## start DATA FOR THIS EXERCISE

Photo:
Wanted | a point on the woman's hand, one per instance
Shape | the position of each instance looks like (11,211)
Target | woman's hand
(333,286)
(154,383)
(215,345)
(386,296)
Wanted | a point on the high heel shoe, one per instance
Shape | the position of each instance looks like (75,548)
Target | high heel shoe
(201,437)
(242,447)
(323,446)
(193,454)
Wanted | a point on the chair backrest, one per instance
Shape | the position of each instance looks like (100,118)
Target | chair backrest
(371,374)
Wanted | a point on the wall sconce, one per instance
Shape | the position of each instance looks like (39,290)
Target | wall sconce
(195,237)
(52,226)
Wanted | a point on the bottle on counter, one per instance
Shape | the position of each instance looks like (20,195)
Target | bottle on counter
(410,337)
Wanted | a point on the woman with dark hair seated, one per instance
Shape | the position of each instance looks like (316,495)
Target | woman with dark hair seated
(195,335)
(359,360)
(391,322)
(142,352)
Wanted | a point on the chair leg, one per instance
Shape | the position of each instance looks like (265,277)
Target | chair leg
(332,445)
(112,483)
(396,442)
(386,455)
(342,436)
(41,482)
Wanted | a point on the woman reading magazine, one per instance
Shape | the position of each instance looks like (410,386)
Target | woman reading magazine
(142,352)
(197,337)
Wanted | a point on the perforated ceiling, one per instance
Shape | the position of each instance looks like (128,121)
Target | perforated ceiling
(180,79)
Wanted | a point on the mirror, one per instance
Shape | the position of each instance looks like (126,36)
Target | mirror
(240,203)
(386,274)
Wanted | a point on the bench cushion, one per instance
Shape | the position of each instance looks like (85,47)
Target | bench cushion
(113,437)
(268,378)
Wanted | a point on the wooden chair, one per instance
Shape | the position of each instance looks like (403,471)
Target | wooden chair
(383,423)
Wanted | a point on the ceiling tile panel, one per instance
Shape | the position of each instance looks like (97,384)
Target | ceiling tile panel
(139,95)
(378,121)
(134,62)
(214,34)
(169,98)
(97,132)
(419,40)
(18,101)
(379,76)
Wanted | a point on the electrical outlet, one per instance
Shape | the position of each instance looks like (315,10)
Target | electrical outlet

## end DATA FOR THIS EXERCISE

Rewrite all of the entries above, swapping "wall sconce" for "wall lamp" wherever it appears and leaving everything else the same.

RESULT BELOW.
Photo:
Wanted | a point on the woman's hand, one per instance
Shape | the position of each instance looks like (11,211)
Target | woman's hand
(333,286)
(154,383)
(215,345)
(386,296)
Wanted | a point on the high heel shoe, one per instance
Shape | the position of each instance looks like (75,548)
Target | high heel shoe
(201,437)
(242,447)
(323,446)
(193,454)
Wanted | a point on the chair backrest, one per instance
Shape | the position of each instance looks like (100,118)
Target | chair backrest
(371,374)
Wanted | a point on the wall lamp, one per instance
Shape | the position of each instance looks like (39,290)
Target | wall lamp
(195,237)
(52,226)
Wanted | a point on the bottle on counter, one per instance
Shape | the position of each instance looks like (20,195)
Target | bottle on counter
(410,337)
Wanted | a point on the woman with dark hair seated, one per instance
Shape | the position of each instance looks like (316,495)
Target | woman with dark hair seated
(195,335)
(359,360)
(391,322)
(142,352)
Wanted | a point on the chair leg, one per instance
Shape | the position of each instance looks like (265,277)
Target | chair leg
(332,445)
(112,483)
(396,442)
(386,455)
(342,436)
(41,482)
Wanted | a point on the woman reading magazine, one per instance
Shape | the position of each instance looks like (410,386)
Target | woman reading magazine
(142,352)
(197,337)
Wanted | a point on the perforated ceiling, one per instance
Shape | the position of each instance looks like (128,121)
Target | perforated ceiling
(180,79)
Wanted | a point on the mirror, one per instance
Shape | the position of each instance looks like (126,36)
Target | mirror
(240,203)
(386,274)
Wanted | a point on the bench cushion, one per instance
Shape | the position of each instance looks like (85,47)
Target | bench cushion
(113,437)
(268,378)
Wanted | a point on the wooden chair, one per instance
Shape | the position of each instance looks like (403,471)
Target | wooden chair
(383,423)
Wanted | a point on the ceiling tile panel, one per instance
Shape | the position of each instance looks like (97,384)
Target | ceiling tile panel
(139,95)
(378,121)
(134,62)
(214,34)
(169,98)
(97,132)
(419,40)
(18,101)
(379,76)
Wanted | a point on the electrical outlet, one per instance
Shape | the position of each instance looks like (315,10)
Target | electrical outlet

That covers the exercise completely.